Exercise goal:
For every entry below, retype it exactly as it reads.
START Data to examine
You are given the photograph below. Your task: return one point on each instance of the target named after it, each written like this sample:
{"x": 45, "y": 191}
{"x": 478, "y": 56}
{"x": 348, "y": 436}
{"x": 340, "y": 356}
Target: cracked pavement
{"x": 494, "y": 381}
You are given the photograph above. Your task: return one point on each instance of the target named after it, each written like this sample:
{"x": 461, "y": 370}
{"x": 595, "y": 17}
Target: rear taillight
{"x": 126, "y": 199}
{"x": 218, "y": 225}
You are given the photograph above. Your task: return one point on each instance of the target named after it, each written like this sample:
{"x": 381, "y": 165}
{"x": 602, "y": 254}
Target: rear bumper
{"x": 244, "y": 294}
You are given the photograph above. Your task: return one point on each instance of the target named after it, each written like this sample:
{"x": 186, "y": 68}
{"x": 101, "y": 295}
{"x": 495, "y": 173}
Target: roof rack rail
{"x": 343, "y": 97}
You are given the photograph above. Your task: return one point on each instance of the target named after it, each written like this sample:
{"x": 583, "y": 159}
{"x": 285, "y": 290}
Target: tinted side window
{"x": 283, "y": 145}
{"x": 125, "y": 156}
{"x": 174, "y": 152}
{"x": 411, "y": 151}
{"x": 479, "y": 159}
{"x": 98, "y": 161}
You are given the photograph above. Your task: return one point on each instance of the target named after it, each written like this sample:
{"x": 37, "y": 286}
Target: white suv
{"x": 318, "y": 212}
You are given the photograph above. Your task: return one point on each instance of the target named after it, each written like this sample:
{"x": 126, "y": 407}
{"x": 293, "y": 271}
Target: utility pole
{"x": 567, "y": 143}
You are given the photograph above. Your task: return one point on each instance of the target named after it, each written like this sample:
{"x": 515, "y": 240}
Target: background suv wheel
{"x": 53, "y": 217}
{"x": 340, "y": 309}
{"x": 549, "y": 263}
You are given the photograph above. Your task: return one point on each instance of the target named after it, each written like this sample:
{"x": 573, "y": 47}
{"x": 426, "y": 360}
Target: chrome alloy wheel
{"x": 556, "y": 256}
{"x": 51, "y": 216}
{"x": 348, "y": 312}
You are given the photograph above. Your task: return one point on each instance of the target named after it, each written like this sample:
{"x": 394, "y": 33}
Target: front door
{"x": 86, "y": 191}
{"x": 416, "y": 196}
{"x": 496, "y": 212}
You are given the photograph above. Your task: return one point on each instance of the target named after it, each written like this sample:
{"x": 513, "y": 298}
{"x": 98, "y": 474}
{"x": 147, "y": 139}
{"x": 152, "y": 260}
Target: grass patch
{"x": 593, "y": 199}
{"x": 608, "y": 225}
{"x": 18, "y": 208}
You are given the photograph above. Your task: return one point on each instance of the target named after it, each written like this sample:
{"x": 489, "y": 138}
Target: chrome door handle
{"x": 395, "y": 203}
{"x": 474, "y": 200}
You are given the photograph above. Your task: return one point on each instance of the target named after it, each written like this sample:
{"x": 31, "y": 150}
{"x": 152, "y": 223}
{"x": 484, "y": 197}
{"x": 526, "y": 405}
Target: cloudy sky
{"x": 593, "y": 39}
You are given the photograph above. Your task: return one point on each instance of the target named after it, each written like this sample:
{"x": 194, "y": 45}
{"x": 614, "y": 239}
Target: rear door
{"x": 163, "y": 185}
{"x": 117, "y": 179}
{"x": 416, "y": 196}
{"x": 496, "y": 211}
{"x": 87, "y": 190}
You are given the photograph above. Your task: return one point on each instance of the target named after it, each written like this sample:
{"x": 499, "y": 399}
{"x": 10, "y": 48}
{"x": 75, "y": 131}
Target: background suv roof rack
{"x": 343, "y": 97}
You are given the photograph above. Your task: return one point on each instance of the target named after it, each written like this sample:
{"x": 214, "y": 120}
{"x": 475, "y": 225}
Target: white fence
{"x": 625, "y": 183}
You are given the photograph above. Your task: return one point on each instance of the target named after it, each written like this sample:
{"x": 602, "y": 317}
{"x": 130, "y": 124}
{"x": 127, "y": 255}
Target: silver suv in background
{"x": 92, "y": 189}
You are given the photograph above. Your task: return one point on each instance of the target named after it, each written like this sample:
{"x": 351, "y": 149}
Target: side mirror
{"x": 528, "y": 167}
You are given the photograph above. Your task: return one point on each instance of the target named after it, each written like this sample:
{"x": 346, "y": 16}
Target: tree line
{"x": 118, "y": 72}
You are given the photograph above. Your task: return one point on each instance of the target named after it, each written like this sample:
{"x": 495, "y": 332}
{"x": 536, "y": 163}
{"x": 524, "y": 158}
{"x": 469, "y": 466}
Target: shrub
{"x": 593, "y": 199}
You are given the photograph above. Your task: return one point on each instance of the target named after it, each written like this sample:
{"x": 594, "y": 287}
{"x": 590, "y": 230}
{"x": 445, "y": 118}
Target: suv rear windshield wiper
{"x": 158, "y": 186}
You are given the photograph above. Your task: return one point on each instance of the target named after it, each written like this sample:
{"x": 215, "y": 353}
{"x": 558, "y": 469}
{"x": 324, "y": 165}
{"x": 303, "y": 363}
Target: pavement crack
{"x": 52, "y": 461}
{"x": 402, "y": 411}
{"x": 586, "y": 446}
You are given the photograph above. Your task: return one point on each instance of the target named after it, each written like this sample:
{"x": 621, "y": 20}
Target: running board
END Data to examine
Exercise result:
You are given the photograph below. Your task: return one point on each instance of the target named after it, each written like this sample:
{"x": 45, "y": 191}
{"x": 478, "y": 56}
{"x": 348, "y": 436}
{"x": 340, "y": 356}
Target: cracked pavement
{"x": 494, "y": 381}
You are given the photograph above. Your task: return one point on each instance of the target named after it, each written like this sample:
{"x": 461, "y": 370}
{"x": 595, "y": 17}
Target: rear taillight
{"x": 126, "y": 199}
{"x": 218, "y": 225}
You are given the photograph above. Your task: return one point on each instance of the target named after it, each written like this sample:
{"x": 381, "y": 165}
{"x": 602, "y": 254}
Target: rear bumper
{"x": 244, "y": 294}
You are given the photograph above. Your task: return one point on each instance of the target named after it, each written like this sample:
{"x": 186, "y": 68}
{"x": 101, "y": 295}
{"x": 495, "y": 173}
Target: roof rack rail
{"x": 343, "y": 97}
You are given the photograph above. Your task: return one point on each instance of the target named after it, each written like this sample:
{"x": 583, "y": 159}
{"x": 285, "y": 290}
Target: tinted side window
{"x": 283, "y": 145}
{"x": 125, "y": 156}
{"x": 174, "y": 152}
{"x": 411, "y": 151}
{"x": 479, "y": 159}
{"x": 98, "y": 161}
You are given the photograph above. Your task: return one point on each instance of the target named after it, each written like this sample:
{"x": 37, "y": 286}
Target: white suv
{"x": 318, "y": 212}
You are given the photograph above. Your task: return one point on each instance of the target named after it, each written like this sample:
{"x": 126, "y": 407}
{"x": 293, "y": 271}
Target: utility pole
{"x": 567, "y": 143}
You are given the photograph above. Your task: return one point on each instance of the target named after it, each written like this sample:
{"x": 515, "y": 240}
Target: background suv wheel
{"x": 53, "y": 217}
{"x": 340, "y": 309}
{"x": 549, "y": 263}
You are given the photograph above. Your task: return one point on each instance of the target named after it, each written like this sample:
{"x": 573, "y": 47}
{"x": 426, "y": 360}
Target: chrome alloy wheel
{"x": 556, "y": 256}
{"x": 51, "y": 216}
{"x": 348, "y": 312}
You are given the photograph above. Your task: return one point on each instance of the target named after it, each written like this sample:
{"x": 394, "y": 33}
Target: front door
{"x": 86, "y": 191}
{"x": 416, "y": 196}
{"x": 496, "y": 212}
You are given the photograph above. Your task: return one point on each instance of the target named after it, each written like this sample:
{"x": 513, "y": 298}
{"x": 98, "y": 474}
{"x": 147, "y": 139}
{"x": 152, "y": 260}
Target: grass patch
{"x": 593, "y": 199}
{"x": 608, "y": 225}
{"x": 18, "y": 208}
You are given the photograph above. Your task: return one point on each instance of the target named after it, each written like this sample:
{"x": 489, "y": 138}
Target: chrome door handle
{"x": 395, "y": 203}
{"x": 474, "y": 200}
You are given the photograph above. Your task: return one point on each instance of the target named after it, each written like this sample:
{"x": 31, "y": 150}
{"x": 152, "y": 223}
{"x": 484, "y": 197}
{"x": 526, "y": 405}
Target: cloudy sky
{"x": 593, "y": 39}
You are given the photograph above. Your task: return one point on each instance of the target named after it, each written like this sample:
{"x": 194, "y": 45}
{"x": 614, "y": 239}
Target: rear door
{"x": 163, "y": 185}
{"x": 117, "y": 179}
{"x": 416, "y": 196}
{"x": 496, "y": 211}
{"x": 87, "y": 190}
You are given the photograph above. Your task: return one point on each instance of the target named after it, each written like this sample:
{"x": 499, "y": 399}
{"x": 10, "y": 48}
{"x": 75, "y": 131}
Target: background suv roof rack
{"x": 343, "y": 97}
You are given the photograph above. Your task: return one point on each instance of the target named after it, each written like this sample:
{"x": 214, "y": 120}
{"x": 475, "y": 225}
Target: white fence
{"x": 625, "y": 183}
You are given the photograph above. Your task: return one point on each instance of the target named after it, each written like this sample:
{"x": 602, "y": 317}
{"x": 130, "y": 124}
{"x": 127, "y": 255}
Target: silver suv in background
{"x": 92, "y": 189}
You are given the photograph above. Your task: return one point on each instance of the target named after it, each written like this sample:
{"x": 351, "y": 149}
Target: side mirror
{"x": 528, "y": 167}
You are given the photograph above. Your task: return one point on each instance of the target named after it, each written like this sample:
{"x": 346, "y": 16}
Target: tree line
{"x": 118, "y": 72}
You are given the photograph above. Your task: return one point on each instance of the target named after it, each written like this sample:
{"x": 495, "y": 332}
{"x": 536, "y": 163}
{"x": 524, "y": 158}
{"x": 469, "y": 466}
Target: shrub
{"x": 593, "y": 199}
You are given the photograph above. Your task: return one point on each instance of the target named after it, each written like this sample:
{"x": 594, "y": 287}
{"x": 590, "y": 230}
{"x": 445, "y": 118}
Target: suv rear windshield wiper
{"x": 158, "y": 186}
You are given the photograph above. Your task: return one point on each instance of the target named after it, each written like this sample:
{"x": 215, "y": 353}
{"x": 558, "y": 469}
{"x": 324, "y": 165}
{"x": 303, "y": 363}
Target: pavement crack
{"x": 52, "y": 461}
{"x": 402, "y": 411}
{"x": 586, "y": 446}
You are given the photograph above. Your task: return one point on each instance of the target named after it, each written like this sample:
{"x": 621, "y": 20}
Target: running board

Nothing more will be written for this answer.